====== TASK MATERIAL ======

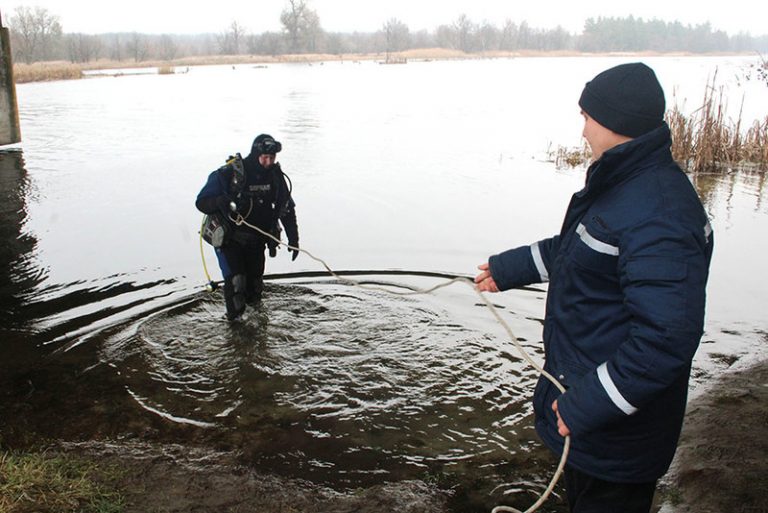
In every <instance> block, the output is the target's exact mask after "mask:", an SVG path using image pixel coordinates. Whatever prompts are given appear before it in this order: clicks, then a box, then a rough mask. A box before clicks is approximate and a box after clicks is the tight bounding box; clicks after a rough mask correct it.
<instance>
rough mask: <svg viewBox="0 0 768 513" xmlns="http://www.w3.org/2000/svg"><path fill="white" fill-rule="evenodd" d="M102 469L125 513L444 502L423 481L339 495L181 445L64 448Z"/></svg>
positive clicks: (81, 444)
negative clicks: (262, 472) (114, 477)
mask: <svg viewBox="0 0 768 513" xmlns="http://www.w3.org/2000/svg"><path fill="white" fill-rule="evenodd" d="M60 451H61V453H62V454H68V453H74V454H76V455H77V456H78V457H80V458H83V457H85V458H91V459H93V460H94V461H96V462H98V464H99V465H103V466H114V467H119V468H120V469H121V470H122V471H121V476H122V477H121V478H120V482H119V483H118V485H119V487H120V489H121V493H122V495H123V497H124V498H125V502H126V509H125V512H126V513H149V512H163V513H177V512H178V513H214V512H215V513H220V512H230V513H238V512H242V513H245V512H248V513H293V512H310V511H311V512H317V513H346V512H350V513H351V512H358V513H379V512H382V511H398V512H403V513H443V512H446V511H448V510H447V509H446V508H447V506H446V504H447V501H448V498H449V494H448V493H447V492H445V491H440V490H438V489H437V488H436V487H434V486H431V485H428V484H426V483H424V482H423V481H402V482H398V483H389V484H381V485H377V486H372V487H369V488H365V489H358V490H354V491H348V492H338V491H335V490H333V489H331V488H327V487H323V486H320V485H317V484H313V483H310V482H308V481H303V480H296V479H286V478H283V477H278V476H275V475H271V474H266V473H261V472H259V471H258V470H256V469H253V468H248V467H245V466H243V465H240V464H239V463H238V462H237V458H236V457H234V456H233V455H232V454H231V453H223V452H213V451H210V450H203V449H191V448H189V447H186V446H182V445H148V444H145V443H123V444H112V443H101V442H86V443H76V444H63V445H62V446H61V449H60Z"/></svg>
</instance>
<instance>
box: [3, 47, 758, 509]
mask: <svg viewBox="0 0 768 513" xmlns="http://www.w3.org/2000/svg"><path fill="white" fill-rule="evenodd" d="M625 60H626V59H618V58H612V59H608V58H605V59H604V58H595V59H518V60H496V61H477V62H475V61H472V62H434V63H412V64H410V63H409V64H408V66H402V67H401V66H395V67H392V66H377V65H375V64H371V63H366V64H353V63H345V64H343V65H341V64H328V65H325V66H298V65H285V66H271V67H269V68H268V69H255V68H250V67H238V68H237V69H236V70H234V71H233V70H232V69H230V68H229V67H226V68H217V67H207V68H199V69H192V70H190V72H189V73H188V74H184V75H177V76H125V77H119V78H98V79H89V80H83V81H77V82H58V83H49V84H24V85H22V86H19V90H18V94H19V101H20V107H21V119H22V130H23V135H24V144H23V153H21V152H12V153H2V154H0V177H2V195H3V196H2V197H3V199H4V202H3V203H2V207H0V208H1V209H2V210H0V216H2V223H0V234H1V235H2V241H3V244H2V245H0V255H2V260H1V261H0V265H2V270H1V272H0V279H1V280H2V281H0V286H1V287H2V289H1V290H2V301H1V303H0V306H1V307H2V308H0V320H2V321H3V322H2V327H1V328H0V331H1V332H2V342H1V343H0V344H2V346H1V347H0V350H1V351H2V359H0V372H1V373H2V374H0V376H1V378H0V382H2V384H3V387H2V390H3V392H2V401H0V404H1V405H2V406H0V409H2V411H0V413H2V415H0V419H2V420H0V423H2V429H0V434H2V436H3V437H4V438H5V440H7V441H24V440H26V439H27V438H28V437H33V436H40V437H43V438H45V437H50V438H54V439H62V440H88V439H108V440H118V441H119V440H129V439H143V440H150V441H158V442H163V441H166V442H167V441H172V442H182V443H187V444H190V445H196V446H201V447H210V448H216V449H220V450H231V451H236V452H238V453H239V454H240V455H241V456H240V458H241V459H242V461H243V462H245V463H248V464H250V465H253V466H254V467H257V468H262V469H268V470H271V471H274V472H278V473H281V474H284V475H288V476H291V477H298V478H305V479H311V480H313V481H316V482H320V483H327V484H331V485H334V486H337V487H345V488H347V487H348V488H354V487H358V486H366V485H369V484H373V483H378V482H381V481H387V480H398V479H411V478H418V479H426V480H428V481H435V482H437V483H439V484H440V485H441V486H445V487H453V489H454V490H455V491H456V496H457V499H456V501H455V504H453V507H454V508H455V510H456V511H460V510H476V509H485V508H488V507H490V506H493V505H495V504H497V503H498V502H499V501H501V500H510V501H511V502H512V503H514V504H516V505H517V506H518V507H523V506H525V507H527V506H528V505H530V504H531V503H532V502H533V500H535V496H536V494H537V493H540V492H541V491H542V490H543V488H544V486H546V484H547V482H548V479H549V477H550V476H551V474H552V473H553V470H554V465H555V463H556V462H555V461H554V459H553V458H552V457H551V456H550V455H549V454H548V453H547V452H546V451H545V450H544V449H542V447H541V445H540V444H539V442H538V439H537V437H536V435H535V433H534V432H533V428H532V424H531V418H530V414H531V406H530V401H529V400H530V395H531V393H532V384H533V382H534V380H535V372H534V371H533V370H532V369H531V368H530V367H529V366H528V365H527V364H524V363H522V362H521V360H520V359H519V358H518V356H517V355H516V353H515V350H514V348H513V347H512V346H511V344H510V343H509V341H508V340H507V336H506V334H505V333H504V331H503V329H502V328H501V327H500V326H499V325H498V324H497V323H496V322H495V320H494V319H493V317H492V316H491V315H490V313H489V312H488V311H487V309H486V308H485V307H484V306H482V304H481V303H480V300H479V298H478V297H477V296H476V295H475V293H474V292H473V291H472V290H471V289H470V288H469V287H466V286H465V285H463V284H461V283H457V284H454V285H451V286H449V287H447V288H444V289H441V290H439V291H437V292H434V293H432V294H429V295H410V296H401V295H392V294H388V293H385V292H383V291H380V290H367V289H366V290H364V289H359V288H355V287H353V286H350V285H349V284H346V283H344V282H340V281H338V280H335V279H331V278H319V277H318V278H310V277H300V276H299V275H294V276H295V277H293V278H285V277H282V278H277V279H272V280H270V281H269V288H268V291H267V292H268V294H267V295H266V296H265V300H264V303H263V304H262V306H261V307H260V308H259V309H258V310H252V311H250V312H249V314H248V318H247V319H246V320H245V321H243V322H240V323H236V324H230V323H228V322H226V321H225V320H224V319H223V305H222V300H221V297H220V295H219V292H215V293H213V294H209V293H207V292H205V291H204V288H203V285H204V283H205V278H204V274H203V272H202V265H201V262H200V253H199V251H200V250H199V246H198V244H199V240H198V237H197V228H198V223H199V221H200V219H199V215H198V214H197V212H196V211H195V210H194V207H193V201H194V197H195V194H196V193H197V190H198V189H199V187H200V186H201V185H202V183H203V181H204V179H205V176H206V175H207V173H208V172H210V170H211V169H213V168H215V167H217V166H218V165H219V164H220V162H221V161H222V160H223V158H224V157H225V156H226V155H227V154H229V153H232V152H234V151H242V152H245V151H247V148H248V145H249V143H250V140H251V139H252V137H253V136H254V135H255V134H256V133H258V132H261V131H270V132H273V135H275V136H276V137H277V138H278V139H280V140H282V141H283V143H284V147H285V151H284V152H283V153H282V154H281V155H280V160H281V162H282V163H283V166H284V169H285V170H286V171H287V172H288V173H289V174H290V175H291V177H292V179H293V182H294V186H295V195H296V200H297V203H298V215H299V226H300V231H301V240H302V245H303V247H305V248H307V249H310V250H311V251H312V252H313V253H314V254H316V255H319V256H322V257H324V258H326V259H327V260H328V262H329V264H330V265H331V266H332V267H334V268H336V269H353V270H367V269H373V271H369V272H364V273H363V274H362V276H357V278H358V279H363V280H365V281H367V282H371V283H375V284H378V285H380V286H384V287H385V288H387V289H388V290H392V291H397V292H404V291H412V290H415V289H418V288H424V287H430V286H432V285H435V284H436V283H441V282H442V281H444V279H445V278H440V277H435V276H425V275H424V274H425V272H437V273H447V274H451V275H452V274H459V275H472V274H473V273H474V267H475V265H477V264H479V263H482V262H484V261H485V260H486V259H487V256H488V255H489V254H492V253H495V252H498V251H500V250H503V249H506V248H507V247H511V246H513V245H518V244H525V243H529V242H531V241H533V240H535V239H537V238H541V237H543V236H546V235H549V234H551V233H553V232H555V231H557V230H559V225H560V222H561V216H562V213H563V211H564V208H565V206H566V204H567V201H568V198H569V197H570V195H571V194H572V193H573V192H575V191H576V190H578V189H579V188H580V186H581V183H583V170H571V171H563V170H556V169H554V166H553V165H552V164H551V163H548V162H546V161H545V160H546V159H545V155H544V154H545V152H546V148H547V147H548V146H549V145H550V144H555V145H557V144H563V145H576V144H578V142H579V134H580V131H581V127H580V124H579V116H578V109H577V107H575V99H576V98H577V97H578V93H579V91H580V89H581V87H582V86H583V82H584V81H585V80H587V79H589V78H590V77H591V76H593V75H594V74H595V73H596V72H597V71H599V70H601V69H603V68H605V67H608V66H610V65H613V64H617V63H619V62H624V61H625ZM649 60H651V61H653V62H651V64H652V65H654V66H655V67H656V68H657V70H658V72H659V76H660V78H661V79H662V81H663V82H664V83H665V86H666V87H667V89H668V95H671V91H672V90H673V89H674V90H675V91H677V94H678V95H680V94H681V93H686V94H687V95H688V96H687V97H688V98H690V101H694V100H698V99H699V97H700V92H701V91H703V88H704V85H705V84H706V79H707V77H708V76H709V75H710V74H711V73H713V72H714V70H715V69H718V70H719V71H718V73H719V76H720V77H722V78H723V80H724V81H725V82H726V83H728V84H729V87H732V88H735V87H736V86H735V85H734V84H735V83H736V79H735V77H737V75H738V71H739V69H740V66H742V65H743V64H744V62H748V61H746V60H745V59H744V58H707V59H702V58H684V59H680V58H654V59H649ZM525 77H528V78H525ZM530 77H538V78H539V80H538V81H536V80H531V79H530ZM665 78H666V79H667V80H666V81H665ZM211 91H215V93H213V94H212V93H211ZM731 91H732V94H733V95H734V96H733V97H737V96H738V95H739V94H740V92H739V91H742V90H741V89H732V90H731ZM748 93H749V96H747V97H746V98H747V100H746V103H745V104H746V108H745V112H746V113H747V115H750V116H759V115H760V108H759V107H756V106H755V105H756V103H759V102H757V101H756V100H757V98H760V97H759V96H758V97H757V98H755V96H753V95H759V94H763V95H765V92H764V91H762V90H760V89H755V88H752V89H749V90H748ZM543 98H545V99H546V100H541V101H535V102H533V101H531V99H537V100H539V99H543ZM763 98H764V96H763ZM762 105H764V103H763V104H762ZM762 115H764V113H762ZM553 120H557V121H556V122H555V121H553ZM694 182H695V184H696V186H697V188H698V189H699V191H700V193H701V195H702V197H703V198H704V200H705V203H706V206H707V209H708V211H709V213H710V215H711V217H712V223H713V226H714V229H715V232H716V246H717V247H716V251H715V257H714V260H713V270H712V276H711V281H710V287H709V303H708V317H707V326H706V333H705V336H704V339H703V344H702V346H701V349H700V351H699V353H698V354H697V358H696V362H695V366H694V380H693V390H694V392H695V391H696V390H697V386H698V384H699V383H705V382H706V381H707V380H708V378H710V377H711V376H712V375H714V374H716V373H718V372H721V371H723V370H724V369H726V368H728V367H729V366H732V365H738V364H740V363H742V362H746V361H748V360H750V359H752V358H755V357H757V355H759V354H764V351H765V349H764V348H763V347H761V346H760V345H759V343H760V341H762V340H763V338H762V337H761V336H760V334H761V333H765V332H766V326H765V321H764V313H763V312H764V311H765V307H766V300H765V299H766V293H765V290H767V287H766V286H767V285H768V283H766V282H767V281H768V280H767V279H766V278H765V277H764V276H762V275H761V273H760V272H759V269H760V268H761V265H762V260H763V258H762V256H761V255H763V254H765V250H768V247H765V246H766V245H768V240H767V239H766V238H765V237H764V236H763V234H764V233H765V228H766V223H767V222H768V216H767V215H766V214H768V207H767V206H766V205H767V204H766V202H765V198H766V194H765V187H764V180H763V178H762V177H761V176H760V175H749V174H744V173H733V174H729V175H720V176H701V177H695V179H694ZM745 248H748V250H745ZM204 255H205V256H206V259H207V264H208V266H209V268H210V269H211V271H212V272H213V271H215V263H214V258H213V256H212V252H211V251H210V248H208V247H205V248H204ZM211 266H213V268H212V267H211ZM267 266H268V272H271V273H281V274H285V273H294V272H302V271H311V272H317V274H322V273H321V272H320V271H322V266H321V265H320V264H319V263H317V262H315V261H313V260H312V259H310V258H308V257H307V256H306V255H302V256H301V258H300V259H299V260H297V261H296V262H295V263H291V262H290V259H289V258H288V256H287V254H285V252H283V254H281V255H280V256H278V258H276V259H270V260H269V261H268V264H267ZM376 270H378V271H376ZM388 270H398V271H402V274H400V275H397V276H392V275H388V274H387V273H386V272H385V271H388ZM216 278H218V274H217V273H215V272H214V279H216ZM544 290H545V289H544V288H543V287H542V288H538V289H531V290H519V291H513V292H510V293H505V294H501V295H494V296H492V299H493V301H494V302H495V303H497V304H498V305H499V307H500V308H501V312H502V316H503V318H504V319H505V320H506V321H507V322H509V324H510V326H511V328H512V331H513V332H514V333H515V334H516V335H517V336H518V337H519V338H520V339H521V341H522V342H523V344H524V345H525V346H526V348H527V349H528V351H529V352H530V353H531V354H532V355H533V356H534V358H535V359H537V360H538V361H541V359H542V358H543V355H542V354H541V349H540V340H541V319H542V317H543V305H544V295H545V292H544ZM737 362H738V363H737ZM516 490H518V491H521V495H515V496H514V498H512V497H513V496H512V495H509V492H512V491H516ZM505 497H506V499H505ZM548 507H550V508H551V511H561V510H563V509H562V504H561V503H560V502H558V501H557V500H554V501H552V502H551V504H549V506H548Z"/></svg>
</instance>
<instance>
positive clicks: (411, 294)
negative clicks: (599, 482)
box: [200, 214, 571, 513]
mask: <svg viewBox="0 0 768 513" xmlns="http://www.w3.org/2000/svg"><path fill="white" fill-rule="evenodd" d="M230 219H232V218H231V217H230ZM232 221H233V222H234V223H235V224H236V225H238V226H247V227H248V228H251V229H253V230H256V231H257V232H259V233H261V234H262V235H264V236H265V237H268V238H270V239H272V240H274V241H275V242H276V243H277V244H278V246H285V247H287V248H288V249H289V250H291V251H299V252H301V253H305V254H306V255H307V256H309V257H310V258H311V259H312V260H314V261H316V262H318V263H320V264H321V265H322V266H323V267H324V268H325V270H326V271H327V272H328V274H330V275H331V276H333V277H334V278H336V279H337V280H339V281H341V282H343V283H347V284H349V285H353V286H355V287H358V288H361V289H366V290H376V291H380V292H386V293H389V294H394V295H398V296H411V295H421V294H430V293H432V292H434V291H436V290H438V289H441V288H445V287H448V286H449V285H451V284H453V283H458V282H461V283H464V284H466V285H468V286H470V287H472V289H473V290H474V291H475V292H476V293H477V295H478V296H479V297H480V299H481V300H482V301H483V303H484V304H485V306H486V307H487V308H488V310H490V312H491V313H492V314H493V316H494V317H495V318H496V321H497V322H498V323H499V324H500V325H501V326H502V327H503V328H504V331H506V333H507V336H509V339H510V341H511V342H512V344H513V345H514V346H515V348H516V349H517V351H518V353H520V355H521V356H522V358H523V360H524V361H526V362H527V363H528V364H529V365H530V366H531V367H533V368H534V369H535V370H536V371H537V372H538V373H539V374H541V375H542V376H544V377H545V378H546V379H548V380H549V381H550V382H552V384H554V385H555V386H556V387H557V389H558V390H560V392H561V393H565V388H564V387H563V385H562V384H560V382H559V381H558V380H557V379H556V378H555V377H554V376H552V375H551V374H550V373H549V372H547V371H546V370H544V368H543V367H542V366H541V365H539V364H538V363H536V361H535V360H533V358H531V356H530V355H529V354H528V352H527V351H526V350H525V348H524V347H523V346H522V344H520V341H519V340H518V339H517V337H516V336H515V334H514V333H513V332H512V328H510V327H509V324H507V323H506V321H504V319H502V318H501V315H500V314H499V312H498V310H497V309H496V307H495V306H494V305H493V303H492V302H491V301H489V300H488V298H486V297H485V295H484V294H483V293H482V292H481V291H480V290H478V289H477V287H476V286H475V283H474V282H473V281H472V280H470V279H469V278H466V277H463V276H455V277H453V278H449V279H448V280H447V281H445V282H443V283H438V284H437V285H435V286H434V287H431V288H428V289H415V290H409V291H396V290H392V289H388V288H384V287H381V286H377V285H368V284H365V283H362V282H359V281H357V280H353V279H351V278H345V277H343V276H341V275H340V274H339V273H337V272H335V271H333V269H331V268H330V266H329V265H328V264H327V263H326V262H325V261H324V260H323V259H321V258H318V257H316V256H314V255H313V254H312V253H310V252H309V251H307V250H306V249H301V248H298V247H294V246H291V245H290V244H286V243H284V242H282V241H281V240H280V239H278V238H277V237H275V236H274V235H272V234H271V233H268V232H266V231H264V230H262V229H261V228H259V227H258V226H254V225H252V224H250V223H248V222H247V221H246V220H245V218H244V217H243V216H242V215H240V214H238V215H237V218H235V219H232ZM200 241H201V242H200V252H201V255H202V230H201V238H200ZM203 267H204V269H205V275H206V278H208V290H215V288H216V285H217V284H216V283H215V282H213V281H211V279H210V276H209V275H208V269H207V268H206V267H205V257H204V256H203ZM570 447H571V437H570V435H568V436H566V437H565V440H564V443H563V453H562V455H561V456H560V462H559V464H558V466H557V470H556V471H555V474H554V475H553V476H552V479H551V480H550V482H549V485H548V486H547V488H546V490H544V493H542V494H541V496H540V497H539V499H538V500H537V501H536V502H535V503H534V504H533V505H531V506H530V507H529V508H528V509H526V510H525V511H520V510H518V509H515V508H513V507H511V506H496V507H495V508H493V510H491V513H533V512H534V511H536V510H538V509H539V508H540V507H541V505H542V504H544V502H546V500H547V499H548V498H549V496H550V495H551V494H552V491H553V490H554V489H555V486H556V485H557V482H558V481H559V479H560V476H561V475H562V473H563V470H565V463H566V461H567V459H568V453H569V451H570Z"/></svg>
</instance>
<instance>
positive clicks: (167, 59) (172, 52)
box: [158, 34, 179, 61]
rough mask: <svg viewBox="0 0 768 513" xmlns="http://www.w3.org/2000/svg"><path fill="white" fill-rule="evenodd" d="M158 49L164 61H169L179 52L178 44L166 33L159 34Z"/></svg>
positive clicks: (176, 55) (160, 54)
mask: <svg viewBox="0 0 768 513" xmlns="http://www.w3.org/2000/svg"><path fill="white" fill-rule="evenodd" d="M158 51H159V53H160V58H161V59H163V60H165V61H170V60H173V59H175V58H176V56H177V55H178V53H179V46H178V45H177V44H176V42H175V41H174V40H173V38H172V37H171V36H169V35H168V34H163V35H162V36H160V42H159V43H158Z"/></svg>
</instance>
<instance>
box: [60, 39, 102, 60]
mask: <svg viewBox="0 0 768 513" xmlns="http://www.w3.org/2000/svg"><path fill="white" fill-rule="evenodd" d="M66 41H67V54H68V57H69V60H70V62H74V63H83V62H90V61H92V60H94V59H97V58H98V57H99V54H100V53H101V48H102V40H101V38H100V37H98V36H92V35H88V34H67V36H66Z"/></svg>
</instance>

======

→ **WHAT IS BEING ASKED**
From the entries above, list each line with "negative" in it.

→ **EXPECTED OUTPUT**
negative clicks: (262, 472) (114, 477)
negative clicks: (599, 482)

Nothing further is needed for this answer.